■ **Yönergeler**:
1 > Mutluluk üzerine köşe yazısına göre şu soruları yanıtla:
(a) Şehrin prensi atın sahibine ne amaçla teklifte bulunmuş?
(b) Kaybolan at ahırına neyle birlikte geri dönmüş?
(c) Adamın oğlu attan düşünce ne olmuş?
2 > Lütfen mutluluk üzerine köşe yazısındaki şu cümleyi İngilizceye çevir: "Birkaç gün sonra görülmüş ki, at, bir yaban atı sürüsüyle birlikte ahırına geri dönmüş."
3 > Mutluluk üzerine köşe yazısındaki at öyküsünü, gösterilen son cümleden sonra sürdür.

======== Metin bloğu ========

Mutlulukta nice yıllara

Köşe Yazısı
3 Ocak 2013 Perşembe

David OJALVO


‘Mutluluk’ üzerine sohbet ederken, dostum bana (muhtemelen bilindik) şu öyküyü aktardı:

Bir adamın, çok güzel bir atı varmış. At o kadar güzelmiş ki, şehrin prensi atı satın almak üzere, sahibine çok cömert tekliflerde bulunmuş. Tüm ahali, adama atı satmasını önermiş; ama sahibi atını vermemiş. Kısa bir süre sonra, bir sabah bakmışlar ki, at kaybolmuş. Ahali toplanmış ve adamı eleştirmiş, “Keşke satsaydın; şimdi hem atın kayboldu, hem de buna karşılık paran da yok.”

Kahramanımız ise, “Neden bunu kötü algılıyoruz? Hayırlısı, durun bakalım…” demiş.

Birkaç gün sonra görülmüş ki, at, bir yaban atı sürüsüyle birlikte ahırına geri dönmüş. Adam ve oğlu atları eğitmeye başlamışlar. Bu sefer de adamın oğlu attan düşüp, bacağını kötü bir şekilde kırmış. Ahali yine toplanmış, “Keşke atı satsaydın… Yaban cinslerle uğraşmak da zor, şimdi oğlun kim bilir ne zaman iyileşecek?” demişler.

Kahramanımız yine soğukkanlı kalarak, “Neden bunu kötü algılıyoruz? Hayırlısı, durun bakalım…” demiş.

======== Veri kümesinden kesitler ========

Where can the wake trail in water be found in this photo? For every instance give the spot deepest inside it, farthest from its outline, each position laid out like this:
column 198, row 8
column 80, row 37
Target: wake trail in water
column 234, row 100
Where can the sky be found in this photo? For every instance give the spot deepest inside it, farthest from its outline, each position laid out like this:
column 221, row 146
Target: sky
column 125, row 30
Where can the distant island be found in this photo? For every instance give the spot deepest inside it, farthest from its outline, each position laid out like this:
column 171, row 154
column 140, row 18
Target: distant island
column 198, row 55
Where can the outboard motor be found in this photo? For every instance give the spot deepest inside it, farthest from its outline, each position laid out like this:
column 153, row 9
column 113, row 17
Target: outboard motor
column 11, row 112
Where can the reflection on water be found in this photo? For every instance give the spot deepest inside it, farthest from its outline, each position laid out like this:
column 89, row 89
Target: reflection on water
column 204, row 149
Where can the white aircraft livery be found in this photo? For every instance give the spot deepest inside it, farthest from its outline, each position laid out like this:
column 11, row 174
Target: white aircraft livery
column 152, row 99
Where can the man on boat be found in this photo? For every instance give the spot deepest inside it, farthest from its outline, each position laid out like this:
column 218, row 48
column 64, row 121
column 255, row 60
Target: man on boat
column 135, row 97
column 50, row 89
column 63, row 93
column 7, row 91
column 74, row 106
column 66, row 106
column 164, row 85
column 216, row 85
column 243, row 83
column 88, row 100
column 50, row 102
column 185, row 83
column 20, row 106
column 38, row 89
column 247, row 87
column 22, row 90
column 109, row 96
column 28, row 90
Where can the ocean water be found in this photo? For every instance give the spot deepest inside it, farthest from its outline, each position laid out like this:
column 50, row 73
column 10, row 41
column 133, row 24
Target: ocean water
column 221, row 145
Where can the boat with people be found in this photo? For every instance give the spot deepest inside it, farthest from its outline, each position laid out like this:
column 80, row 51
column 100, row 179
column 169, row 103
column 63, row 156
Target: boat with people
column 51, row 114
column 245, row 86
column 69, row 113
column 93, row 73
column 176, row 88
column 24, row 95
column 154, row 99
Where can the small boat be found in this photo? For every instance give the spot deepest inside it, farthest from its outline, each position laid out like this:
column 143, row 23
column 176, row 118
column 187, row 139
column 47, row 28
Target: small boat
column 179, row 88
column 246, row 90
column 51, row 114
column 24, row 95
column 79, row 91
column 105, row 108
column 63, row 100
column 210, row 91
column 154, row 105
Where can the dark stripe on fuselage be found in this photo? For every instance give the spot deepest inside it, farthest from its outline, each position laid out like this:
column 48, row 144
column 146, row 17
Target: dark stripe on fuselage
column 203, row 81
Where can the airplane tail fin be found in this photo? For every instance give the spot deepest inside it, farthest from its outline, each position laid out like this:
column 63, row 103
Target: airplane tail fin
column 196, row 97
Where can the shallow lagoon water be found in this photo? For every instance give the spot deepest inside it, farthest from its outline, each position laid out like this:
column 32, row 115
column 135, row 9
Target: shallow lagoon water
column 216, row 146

========

■ **Verilen yanıtlar**:
1 >
(a) Atı satın almak amacıyla teklifte bulunmuş.
(b) Bir yaban atı sürüsüyle birlikte dönmüş.
(c) Bacağını kötü bir şekilde kırmış.

2 > A few days later, it was seen that the horse had returned to its stable together with a herd of wild horses.

3 >
Bir süre sonra prenslikten haber gelmiş. Savaş çıktığında, şehrin tüm genç erkekleri silâh altına alınmış. Cephede ölen çok olmuş; ama adamın oğlu savaşa katılamadığı için hayatta kalmış…

***

Bu hikâyeyi tebessümle dinledim. İçimden ‘tesadüfler’ ve ‘olasılıklar’ diye düşündüm; ardından da şu soruyu yönelttim.

“Ya adamın atı, o yaban sürüsüyle birlikte geri dönmeseydi; o zaman ne olurdu?”

Dostum da sorunun yanıtını merak etti. “Ne olurdu?”

“İşte” dedim. Bizim çağımızın öyküleri bu olasılık üzerine kurulu. Olumsuzluklarda her daim ‘bir hayırlısı’ deyip, kendini rahatlatabilir, kaderine güvenebilir insan; oysa talih neyi, nereye kadar karşılar ki? İyimserlik son derece değerli… Olumsuzluklara karşılık, iyimserlik bir düşünce tarzından öte, davranış biçimi olarak hayatımızda etkin kalabilir mi?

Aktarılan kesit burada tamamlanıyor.